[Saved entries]
[Start of Attachment]

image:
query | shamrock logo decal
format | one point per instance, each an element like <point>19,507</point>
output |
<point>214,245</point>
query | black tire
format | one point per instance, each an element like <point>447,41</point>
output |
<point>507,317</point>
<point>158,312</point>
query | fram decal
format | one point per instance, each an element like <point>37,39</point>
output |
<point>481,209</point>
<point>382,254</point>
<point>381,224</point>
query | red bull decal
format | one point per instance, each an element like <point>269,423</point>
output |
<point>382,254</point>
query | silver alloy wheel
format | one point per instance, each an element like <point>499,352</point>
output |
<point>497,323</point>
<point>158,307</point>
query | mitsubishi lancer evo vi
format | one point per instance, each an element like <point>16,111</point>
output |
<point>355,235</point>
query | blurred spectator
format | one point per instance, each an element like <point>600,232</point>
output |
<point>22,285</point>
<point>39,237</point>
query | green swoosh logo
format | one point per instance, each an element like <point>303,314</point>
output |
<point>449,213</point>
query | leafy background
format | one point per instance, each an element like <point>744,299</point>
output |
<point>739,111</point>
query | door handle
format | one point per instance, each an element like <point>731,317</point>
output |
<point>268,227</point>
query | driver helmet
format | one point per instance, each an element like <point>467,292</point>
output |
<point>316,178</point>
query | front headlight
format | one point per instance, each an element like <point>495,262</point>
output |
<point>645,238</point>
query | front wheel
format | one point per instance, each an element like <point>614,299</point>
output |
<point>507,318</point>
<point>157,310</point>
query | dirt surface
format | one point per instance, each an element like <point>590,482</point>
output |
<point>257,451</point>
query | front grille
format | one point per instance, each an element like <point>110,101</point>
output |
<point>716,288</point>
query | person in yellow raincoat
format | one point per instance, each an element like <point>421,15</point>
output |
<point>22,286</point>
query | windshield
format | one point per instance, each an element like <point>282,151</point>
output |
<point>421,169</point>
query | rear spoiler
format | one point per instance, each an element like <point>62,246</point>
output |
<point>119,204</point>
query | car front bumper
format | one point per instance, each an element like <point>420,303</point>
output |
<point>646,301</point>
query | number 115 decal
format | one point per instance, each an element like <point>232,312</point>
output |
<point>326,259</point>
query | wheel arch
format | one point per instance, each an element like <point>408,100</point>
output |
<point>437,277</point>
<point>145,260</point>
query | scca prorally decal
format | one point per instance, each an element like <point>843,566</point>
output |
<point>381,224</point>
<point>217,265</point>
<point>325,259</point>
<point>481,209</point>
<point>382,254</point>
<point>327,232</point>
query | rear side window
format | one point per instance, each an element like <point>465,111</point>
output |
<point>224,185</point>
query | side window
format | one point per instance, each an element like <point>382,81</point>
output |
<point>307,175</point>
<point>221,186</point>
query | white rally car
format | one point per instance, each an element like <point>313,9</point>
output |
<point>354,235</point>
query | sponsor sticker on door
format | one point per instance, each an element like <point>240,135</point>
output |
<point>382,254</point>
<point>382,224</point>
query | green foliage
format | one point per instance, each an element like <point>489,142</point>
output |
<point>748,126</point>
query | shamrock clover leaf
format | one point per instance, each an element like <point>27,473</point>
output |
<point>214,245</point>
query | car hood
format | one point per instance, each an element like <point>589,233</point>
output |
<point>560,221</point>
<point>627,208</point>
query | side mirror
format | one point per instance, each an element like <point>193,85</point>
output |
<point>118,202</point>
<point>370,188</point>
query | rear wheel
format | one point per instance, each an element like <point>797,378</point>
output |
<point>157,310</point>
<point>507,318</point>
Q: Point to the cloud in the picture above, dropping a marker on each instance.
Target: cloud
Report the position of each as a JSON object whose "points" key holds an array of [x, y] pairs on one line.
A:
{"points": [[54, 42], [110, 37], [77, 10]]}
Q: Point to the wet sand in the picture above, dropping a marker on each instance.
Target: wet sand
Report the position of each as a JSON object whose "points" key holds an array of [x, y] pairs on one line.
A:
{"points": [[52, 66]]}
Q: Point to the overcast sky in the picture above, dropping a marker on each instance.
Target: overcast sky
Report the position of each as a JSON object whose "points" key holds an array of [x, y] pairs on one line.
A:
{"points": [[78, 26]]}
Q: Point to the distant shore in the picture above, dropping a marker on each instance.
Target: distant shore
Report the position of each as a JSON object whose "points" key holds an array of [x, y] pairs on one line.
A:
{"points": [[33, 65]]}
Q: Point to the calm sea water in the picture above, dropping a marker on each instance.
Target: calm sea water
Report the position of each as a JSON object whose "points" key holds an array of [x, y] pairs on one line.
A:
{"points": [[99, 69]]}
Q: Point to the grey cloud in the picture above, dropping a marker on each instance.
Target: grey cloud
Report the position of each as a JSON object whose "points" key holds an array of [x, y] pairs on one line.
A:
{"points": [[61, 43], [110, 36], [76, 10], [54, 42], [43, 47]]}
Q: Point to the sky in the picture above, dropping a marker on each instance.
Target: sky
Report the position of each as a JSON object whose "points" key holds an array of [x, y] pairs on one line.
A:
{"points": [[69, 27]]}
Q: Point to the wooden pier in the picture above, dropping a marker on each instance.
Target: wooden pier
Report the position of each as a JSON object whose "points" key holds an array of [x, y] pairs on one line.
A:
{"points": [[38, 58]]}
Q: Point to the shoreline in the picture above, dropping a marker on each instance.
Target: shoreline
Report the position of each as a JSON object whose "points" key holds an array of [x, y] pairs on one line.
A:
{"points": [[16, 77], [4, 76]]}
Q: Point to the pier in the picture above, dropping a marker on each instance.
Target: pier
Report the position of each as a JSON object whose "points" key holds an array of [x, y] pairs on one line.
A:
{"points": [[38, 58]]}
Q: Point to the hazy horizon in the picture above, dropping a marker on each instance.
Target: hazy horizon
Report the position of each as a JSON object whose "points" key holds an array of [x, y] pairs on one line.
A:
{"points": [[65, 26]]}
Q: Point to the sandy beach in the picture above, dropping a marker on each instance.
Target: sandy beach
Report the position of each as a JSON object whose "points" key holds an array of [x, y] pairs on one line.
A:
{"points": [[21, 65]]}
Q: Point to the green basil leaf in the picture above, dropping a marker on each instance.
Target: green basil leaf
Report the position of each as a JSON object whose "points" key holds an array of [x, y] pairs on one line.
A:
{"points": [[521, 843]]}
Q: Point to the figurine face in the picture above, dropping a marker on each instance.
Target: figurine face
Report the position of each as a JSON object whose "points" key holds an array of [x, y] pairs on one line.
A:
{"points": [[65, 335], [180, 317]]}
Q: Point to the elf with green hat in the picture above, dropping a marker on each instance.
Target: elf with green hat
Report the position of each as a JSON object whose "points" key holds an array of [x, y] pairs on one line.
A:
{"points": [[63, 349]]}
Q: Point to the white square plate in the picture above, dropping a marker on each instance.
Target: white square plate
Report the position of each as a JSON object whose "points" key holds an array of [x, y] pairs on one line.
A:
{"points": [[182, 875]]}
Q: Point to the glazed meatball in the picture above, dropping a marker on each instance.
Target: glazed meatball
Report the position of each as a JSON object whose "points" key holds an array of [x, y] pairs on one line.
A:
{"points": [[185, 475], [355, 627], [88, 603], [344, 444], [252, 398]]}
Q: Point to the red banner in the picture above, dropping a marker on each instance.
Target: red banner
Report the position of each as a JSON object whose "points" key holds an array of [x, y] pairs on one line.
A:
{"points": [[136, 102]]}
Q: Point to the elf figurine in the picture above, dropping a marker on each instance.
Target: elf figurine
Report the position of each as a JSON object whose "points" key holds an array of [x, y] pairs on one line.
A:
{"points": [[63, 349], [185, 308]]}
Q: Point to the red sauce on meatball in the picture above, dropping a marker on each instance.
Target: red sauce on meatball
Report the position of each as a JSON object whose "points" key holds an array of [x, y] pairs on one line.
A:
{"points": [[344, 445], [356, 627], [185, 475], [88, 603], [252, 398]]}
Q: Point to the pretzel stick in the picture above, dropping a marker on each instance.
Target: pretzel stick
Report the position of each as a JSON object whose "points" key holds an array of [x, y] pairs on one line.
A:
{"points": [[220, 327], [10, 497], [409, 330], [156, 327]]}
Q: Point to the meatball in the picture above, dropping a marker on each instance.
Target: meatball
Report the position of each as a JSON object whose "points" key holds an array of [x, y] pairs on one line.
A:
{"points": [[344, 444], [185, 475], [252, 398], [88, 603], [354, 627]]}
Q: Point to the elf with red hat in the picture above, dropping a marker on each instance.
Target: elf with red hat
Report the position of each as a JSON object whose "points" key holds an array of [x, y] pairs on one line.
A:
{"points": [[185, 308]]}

[End of Attachment]

### Work instruction
Exact reproduction is required. Give the lines of the data from its first line through the line containing "query | red bull decal", and no others.

### Completed exercise
image:
query | shamrock logo decal
format | one point per instance, each an element like <point>19,507</point>
output |
<point>214,245</point>
query | black tire
format | one point per instance, each an element like <point>447,41</point>
output |
<point>507,317</point>
<point>158,312</point>
query | fram decal
format | one point per instance, each an element like <point>37,39</point>
output |
<point>481,209</point>
<point>382,254</point>
<point>381,224</point>
query | red bull decal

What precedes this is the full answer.